_What is being asked:_ Gather every line of the records below that contains the string "green", matching case exactly, and list those lines in full.

_Provided information:_

»»

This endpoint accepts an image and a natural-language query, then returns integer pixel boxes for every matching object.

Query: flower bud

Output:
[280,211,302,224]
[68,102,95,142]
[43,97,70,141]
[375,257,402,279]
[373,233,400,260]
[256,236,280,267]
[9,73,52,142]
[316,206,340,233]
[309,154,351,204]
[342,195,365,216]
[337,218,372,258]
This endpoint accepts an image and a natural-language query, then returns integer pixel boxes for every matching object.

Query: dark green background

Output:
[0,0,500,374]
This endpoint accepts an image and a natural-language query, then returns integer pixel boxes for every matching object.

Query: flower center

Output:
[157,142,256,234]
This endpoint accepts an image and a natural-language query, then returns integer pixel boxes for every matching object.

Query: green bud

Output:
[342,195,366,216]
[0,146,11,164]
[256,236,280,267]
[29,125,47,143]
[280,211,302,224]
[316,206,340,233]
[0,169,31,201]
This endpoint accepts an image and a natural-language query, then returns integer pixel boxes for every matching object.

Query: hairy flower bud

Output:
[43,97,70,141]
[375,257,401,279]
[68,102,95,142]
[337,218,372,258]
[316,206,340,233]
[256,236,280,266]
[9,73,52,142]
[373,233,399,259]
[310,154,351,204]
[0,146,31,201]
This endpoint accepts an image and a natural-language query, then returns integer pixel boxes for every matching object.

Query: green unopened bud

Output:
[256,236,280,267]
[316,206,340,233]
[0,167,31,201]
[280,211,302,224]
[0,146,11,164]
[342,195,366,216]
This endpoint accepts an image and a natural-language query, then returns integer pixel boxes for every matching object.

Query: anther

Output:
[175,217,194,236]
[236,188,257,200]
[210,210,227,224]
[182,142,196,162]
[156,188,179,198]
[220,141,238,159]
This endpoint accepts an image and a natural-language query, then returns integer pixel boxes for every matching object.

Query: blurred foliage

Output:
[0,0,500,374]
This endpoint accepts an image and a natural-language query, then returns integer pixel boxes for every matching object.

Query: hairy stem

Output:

««

_Solution for this exercise:_
Query: dark green background
Query: green bud
Query: green unopened bud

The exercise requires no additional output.